**Required tasks**
(1) Decide whether each statement, (a) to (c), agrees with the Lesotho election article. Answer yes or no and quote the words of the article that settle it.
(a) Voting started at 05:00GMT.
(b) Thabane suspended parliament in June 2015.
(c) The military admitted that it had tried to topple Thabane.
(2) Answer these questions using the Lesotho election article:
(a) How many polling stations opened for the vote?
(b) What did soldiers attack on August 30?
(c) What is the name of Thabane's home district?
(3) Write a continuation of the Lesotho election article, starting after its last sentence.

[start Source text]

Voting got underway at 05:00GMT at more than 2,000 polling stations across the landlocked nation, which is completely surrounded by South Africa.

Lesotho has been mired in a political crisis since Prime Minister Thomas Thabane suspended parliament in June 2014 to avoid a motion that would have seen him ousted from power after his fragile coalition government fell apart.

On August 30, soldiers reputedly loyal to the opposition attacked police headquarters, looting weapons and killing one officer.

Thabane described the violence as a coup attempt fuelled by the opposition and fled to neighbouring South Africa. Both the military and opposition denied any bid to topple him.

In Thabane’s home district of Abia, just outside Maseru, about 100 people were queueing outside two army tents in a field, waiting to cast their votes when a convoy of black SUVs pulled up.

The prime minister — short, bald and with a broad grin — stepped from one of the cars and made his way to the tent, guarded by armed police from the regional bloc Southern African Development Community (SADC) who struggled to keep TV cameras at bay.

“The most important thing is for the elections to be free and fair and without incident,” he told reporters after casting his ballot.

[end Source text]
[start Information supplied]

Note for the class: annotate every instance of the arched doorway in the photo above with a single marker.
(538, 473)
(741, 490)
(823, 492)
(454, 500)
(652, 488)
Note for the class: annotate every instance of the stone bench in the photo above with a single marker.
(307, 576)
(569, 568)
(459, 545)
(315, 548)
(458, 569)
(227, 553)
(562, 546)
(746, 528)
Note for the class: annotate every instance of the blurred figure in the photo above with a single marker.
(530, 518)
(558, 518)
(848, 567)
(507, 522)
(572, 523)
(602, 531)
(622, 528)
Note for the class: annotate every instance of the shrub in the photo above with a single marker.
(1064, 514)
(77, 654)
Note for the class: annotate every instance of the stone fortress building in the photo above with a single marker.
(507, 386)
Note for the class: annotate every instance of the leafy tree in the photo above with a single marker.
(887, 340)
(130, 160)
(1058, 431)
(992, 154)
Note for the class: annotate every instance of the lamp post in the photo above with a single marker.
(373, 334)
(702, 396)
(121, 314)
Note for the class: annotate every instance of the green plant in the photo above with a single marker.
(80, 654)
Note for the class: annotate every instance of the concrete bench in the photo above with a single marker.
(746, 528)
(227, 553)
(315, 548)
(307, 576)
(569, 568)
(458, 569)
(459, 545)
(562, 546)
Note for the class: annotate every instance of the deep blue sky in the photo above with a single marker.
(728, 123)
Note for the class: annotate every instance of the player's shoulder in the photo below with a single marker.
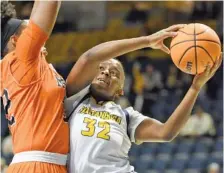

[end Information supplied]

**Responses to the tasks**
(1)
(a) Yes: "Voting got underway at 05:00GMT"
(b) No: "suspended parliament in June 2014"
(c) No: "Both the military and opposition denied any bid to topple him."

(2)
(a) More than 2,000
(b) Police headquarters
(c) Abia

(3)
Observers from both SADC and the African Union are monitoring the election, and 475 police from neighbouring countries have been deployed to keep the peace.

Analysts have warned the vote could turn violent if any one party wins an outright majority — particularly Thabane’s All Basotho Convention (ABC).

Thabane, however, dismissed the warnings of violence.

“Those kinds of predictions have been made before but it never really took place,” he said.

The “foolishness” of the army — which had been confined to barracks for the day — would not succeed, he said.

“We have to accept the outcome of the election. In the unlikely event that I lose, I will have to accept it.”

Thabane’s party faces stiff competition from the Democratic Congress of Pakalitha Mosisili, a former prime minister, who ruled from 1998 to 2012.